TASK DETAILS:
Retype each of the following lines verbatim, from the first line to the last.

(Pointing records)
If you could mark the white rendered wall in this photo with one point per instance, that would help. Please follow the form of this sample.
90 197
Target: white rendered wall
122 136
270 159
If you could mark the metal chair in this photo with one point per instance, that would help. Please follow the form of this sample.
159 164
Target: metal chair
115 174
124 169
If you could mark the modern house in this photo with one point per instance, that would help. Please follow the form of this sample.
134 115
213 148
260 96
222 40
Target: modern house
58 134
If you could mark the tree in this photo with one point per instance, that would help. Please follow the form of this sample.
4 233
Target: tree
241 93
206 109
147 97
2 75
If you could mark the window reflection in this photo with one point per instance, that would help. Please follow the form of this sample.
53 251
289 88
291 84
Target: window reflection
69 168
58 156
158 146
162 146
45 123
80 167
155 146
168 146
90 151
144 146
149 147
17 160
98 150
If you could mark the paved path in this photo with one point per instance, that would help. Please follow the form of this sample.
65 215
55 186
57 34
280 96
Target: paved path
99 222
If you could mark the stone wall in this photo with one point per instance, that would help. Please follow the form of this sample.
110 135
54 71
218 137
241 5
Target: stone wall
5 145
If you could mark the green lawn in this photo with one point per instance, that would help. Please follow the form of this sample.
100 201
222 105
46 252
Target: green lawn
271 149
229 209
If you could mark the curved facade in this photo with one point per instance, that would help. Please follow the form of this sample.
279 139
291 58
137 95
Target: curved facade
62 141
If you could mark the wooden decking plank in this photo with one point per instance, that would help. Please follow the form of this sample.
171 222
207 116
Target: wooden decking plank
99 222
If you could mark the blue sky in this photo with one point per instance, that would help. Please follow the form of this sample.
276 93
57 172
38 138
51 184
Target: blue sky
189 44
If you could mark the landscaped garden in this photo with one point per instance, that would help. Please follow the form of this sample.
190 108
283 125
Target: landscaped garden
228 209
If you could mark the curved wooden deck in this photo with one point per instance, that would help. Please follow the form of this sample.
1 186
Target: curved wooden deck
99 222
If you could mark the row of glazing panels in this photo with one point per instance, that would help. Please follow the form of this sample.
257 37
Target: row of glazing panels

EXERCISE ANSWER:
If you could mark the white rendered wall in this photo with one point per instance, that would help. Please follow the form of this sample.
90 197
Target: white rendered wall
122 136
270 159
If you could mark the metal chair in this photo with one point per instance, that would help. Please follow the form of this sample.
159 164
Target: metal chair
115 174
124 169
If you could mark the modern house in this photo with one point per instance, that would help. Please follow the form of this sample.
134 115
213 148
260 96
222 40
Target: modern house
58 134
If you could mark the tree in this photo with one point per instance, that would help. Please follow the form of this sample.
4 233
Target: tree
241 93
206 109
147 97
2 75
If you could mark the window reflection in this photo with one point per instance, that would help. Please follow the form of this sample.
53 251
289 88
291 84
Target: window reflection
69 168
58 156
158 146
162 146
45 123
80 167
155 146
168 146
90 151
144 146
149 147
17 160
98 150
If you could mark the paved path in this photo with one point per instance, that would help. Please follow the form of this sample.
65 215
55 186
57 34
280 96
Target: paved path
99 222
If you could mark the stone wall in this photo with one point per instance, that would help. Please follow the form of this sample.
110 135
54 71
218 137
241 5
Target: stone wall
5 145
If you could mark the green lawn in this photo with one point per instance, that would help. Please follow the form of this sample.
100 201
222 105
46 252
Target: green lawn
271 149
229 209
If you could mark the curved facade in this photo with one point per instance, that would help. Please follow the form of this sample.
279 139
291 58
137 95
Target: curved facade
62 141
If you could mark the wooden decking plank in this photo with one point per instance, that would help. Please follow the form of this sample.
171 222
207 116
Target: wooden decking plank
99 222
If you could mark the blue sky in this photo with one point per instance, that would help. Please follow the form of this sample.
276 93
57 172
38 138
51 184
Target: blue sky
189 44
If you could mark the landscaped garden in this photo with one point per instance, that would help. Please follow the form of this sample.
190 108
283 125
Target: landscaped garden
228 209
If you could mark the curved wooden deck in this photo with one point per instance, that would help. Please follow the form of this sample.
1 186
Target: curved wooden deck
99 222
If you could mark the row of glazing panels in this photo with one point per instance, that would help. Please follow the form of this sample.
257 37
Target: row of glazing panels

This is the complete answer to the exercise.